Recast the listing below as a Markdown table with two columns, Row and Line. Number each non-blank line in Row and put its text in Line, skipping blank lines.
[Start RECORDS FOR THIS EXERCISE]
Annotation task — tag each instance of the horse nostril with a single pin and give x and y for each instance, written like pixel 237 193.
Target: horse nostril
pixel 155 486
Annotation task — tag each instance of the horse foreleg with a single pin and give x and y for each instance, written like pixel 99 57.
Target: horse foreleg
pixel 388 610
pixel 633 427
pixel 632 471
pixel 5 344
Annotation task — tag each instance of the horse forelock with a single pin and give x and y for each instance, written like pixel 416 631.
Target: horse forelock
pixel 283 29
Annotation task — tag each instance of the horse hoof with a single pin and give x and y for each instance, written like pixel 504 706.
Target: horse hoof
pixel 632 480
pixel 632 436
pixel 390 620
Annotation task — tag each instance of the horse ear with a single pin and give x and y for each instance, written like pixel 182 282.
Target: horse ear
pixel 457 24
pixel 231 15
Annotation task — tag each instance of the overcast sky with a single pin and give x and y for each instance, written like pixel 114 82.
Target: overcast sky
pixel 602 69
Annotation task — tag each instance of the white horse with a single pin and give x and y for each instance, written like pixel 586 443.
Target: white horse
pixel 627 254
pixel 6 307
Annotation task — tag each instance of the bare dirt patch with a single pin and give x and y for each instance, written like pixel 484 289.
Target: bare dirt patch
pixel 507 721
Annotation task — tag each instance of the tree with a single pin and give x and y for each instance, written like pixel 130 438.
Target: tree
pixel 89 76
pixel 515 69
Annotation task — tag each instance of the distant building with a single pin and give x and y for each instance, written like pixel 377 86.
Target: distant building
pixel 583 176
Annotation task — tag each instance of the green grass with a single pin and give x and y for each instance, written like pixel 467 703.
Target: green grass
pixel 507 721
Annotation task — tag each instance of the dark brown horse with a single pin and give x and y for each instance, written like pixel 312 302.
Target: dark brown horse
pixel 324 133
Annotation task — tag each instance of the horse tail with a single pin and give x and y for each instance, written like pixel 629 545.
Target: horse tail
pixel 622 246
[End RECORDS FOR THIS EXERCISE]
ANSWER TO THIS PROBLEM:
| Row | Line |
|---|---|
| 1 | Annotation task — tag each instance of the horse nostril with a single pin and give x and y for each instance, written like pixel 237 193. |
| 2 | Target: horse nostril |
| 3 | pixel 155 486 |
| 4 | Annotation task — tag each instance of the horse foreleg with a single pin and give x and y for each instance, written like pixel 99 57. |
| 5 | Target: horse foreleg |
| 6 | pixel 388 610 |
| 7 | pixel 633 427 |
| 8 | pixel 632 471 |
| 9 | pixel 5 344 |
| 10 | Annotation task — tag each instance of the horse forelock with a single pin and give x and y for each instance, written like pixel 416 631. |
| 11 | Target: horse forelock |
| 12 | pixel 283 29 |
| 13 | Annotation task — tag each instance of the horse hoof with a single pin and give x and y for each instance, written like pixel 504 706. |
| 14 | Target: horse hoof |
| 15 | pixel 632 480 |
| 16 | pixel 632 436 |
| 17 | pixel 390 620 |
| 18 | Annotation task — tag each instance of the horse ear with a single pin and give x and y for each instance, written like pixel 182 282. |
| 19 | Target: horse ear |
| 20 | pixel 457 24 |
| 21 | pixel 231 15 |
| 22 | Annotation task — tag each instance of the overcast sky with a single pin and give x and y for each instance, written like pixel 114 82. |
| 23 | Target: overcast sky |
| 24 | pixel 602 69 |
| 25 | Annotation task — tag each instance of the white horse with a single pin and give x and y for each instance, written like pixel 586 443. |
| 26 | Target: white horse |
| 27 | pixel 627 254 |
| 28 | pixel 6 307 |
| 29 | Annotation task — tag each instance of the bare dirt patch with a single pin and give x and y for each instance, written like pixel 484 289. |
| 30 | Target: bare dirt patch |
| 31 | pixel 507 721 |
| 32 | Annotation task — tag each instance of the tree with a single pin and give x and y for each instance, written like pixel 130 438. |
| 33 | Target: tree |
| 34 | pixel 89 76 |
| 35 | pixel 515 69 |
| 36 | Annotation task — tag each instance of the distant building with a single pin and give x and y for each instance, written like pixel 377 86. |
| 37 | Target: distant building |
| 38 | pixel 583 176 |
| 39 | Annotation task — tag each instance of the green grass with a single pin and give x and y for each instance, written like pixel 467 703. |
| 40 | Target: green grass |
| 41 | pixel 507 721 |
| 42 | Annotation task — tag each instance of the dark brown horse with a single pin and give x and y for each instance, written like pixel 312 302. |
| 43 | Target: dark brown horse |
| 44 | pixel 324 133 |
| 45 | Annotation task — tag each instance of the horse tail with a single pin and give x and y for each instance, written like pixel 629 545. |
| 46 | Target: horse tail |
| 47 | pixel 622 246 |